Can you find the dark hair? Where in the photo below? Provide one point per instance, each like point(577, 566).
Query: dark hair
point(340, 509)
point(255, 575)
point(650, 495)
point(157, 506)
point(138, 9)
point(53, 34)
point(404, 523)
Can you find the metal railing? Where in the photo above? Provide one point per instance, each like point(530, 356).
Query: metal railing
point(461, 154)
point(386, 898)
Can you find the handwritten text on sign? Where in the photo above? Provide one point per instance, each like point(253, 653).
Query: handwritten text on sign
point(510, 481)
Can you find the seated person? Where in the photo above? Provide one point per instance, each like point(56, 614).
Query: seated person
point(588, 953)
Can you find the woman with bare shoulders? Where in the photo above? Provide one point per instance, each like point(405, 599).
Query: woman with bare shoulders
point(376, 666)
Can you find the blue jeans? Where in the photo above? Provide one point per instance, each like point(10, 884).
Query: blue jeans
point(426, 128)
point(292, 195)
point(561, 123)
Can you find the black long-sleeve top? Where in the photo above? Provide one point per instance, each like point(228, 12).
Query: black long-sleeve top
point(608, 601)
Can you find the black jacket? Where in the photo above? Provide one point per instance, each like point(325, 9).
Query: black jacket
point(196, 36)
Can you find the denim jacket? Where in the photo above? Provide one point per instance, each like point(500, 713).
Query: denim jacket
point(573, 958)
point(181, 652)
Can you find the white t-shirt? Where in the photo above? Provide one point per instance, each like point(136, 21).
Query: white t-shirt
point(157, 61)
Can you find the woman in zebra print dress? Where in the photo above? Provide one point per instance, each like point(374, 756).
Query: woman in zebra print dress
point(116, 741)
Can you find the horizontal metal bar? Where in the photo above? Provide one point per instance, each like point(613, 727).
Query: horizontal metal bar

• [Challenge] The records above must be repeated exactly, every one of them.

• [Answer in full]
Can you find the dark hair? Where in the photo below? Provide one point per instance, each like point(577, 566).
Query: dark hair
point(340, 509)
point(255, 575)
point(650, 495)
point(157, 506)
point(138, 9)
point(53, 34)
point(404, 523)
Can you find the metal railing? Where in the photo above? Provide one point per instance, each like point(530, 356).
Query: metal railing
point(461, 154)
point(386, 898)
Can you find the handwritten text on sign? Where in the photo above? Provide one point per instance, each like point(253, 653).
Query: handwritten text on sign
point(510, 481)
Can you find the seated person? Where in the photo above? Provide one point per instance, each like point(56, 614).
Query: seated person
point(588, 953)
Can you find the woman with bare shoulders? Where in the photo above? Provide one point per instance, each like point(405, 599).
Query: woman with bare shoulders
point(376, 666)
Can you find the blue jeans? Where in the photo above? Provide one point per instance, each like point(10, 884).
Query: blue jeans
point(426, 128)
point(292, 195)
point(561, 123)
Can you find the black long-sleeve top? Where in the photo above? Provide one point per instance, each like point(228, 12).
Query: black long-sleeve top
point(608, 601)
Can you find the black jacket? Where in the photo above? Provide one point per instance, each like point(325, 9).
Query: black jacket
point(196, 36)
Can you find the denim jacket? Where in the photo above? Provide one point per instance, each like point(500, 713).
Query: denim jacket
point(573, 958)
point(181, 652)
Can you find the white t-shirt? Where in the photo above? Provide one point per instance, each like point(136, 21).
Query: white t-shirt
point(157, 61)
Can you find the woman in zebra print dress? Where in the photo above? Provide one point per instance, each like point(374, 756).
Query: woman in zebra print dress
point(116, 741)
Can you find the horizontal metal bar? Where in the photo above? Provide one point per instance, each like point(613, 727).
Query: horizontal metal bar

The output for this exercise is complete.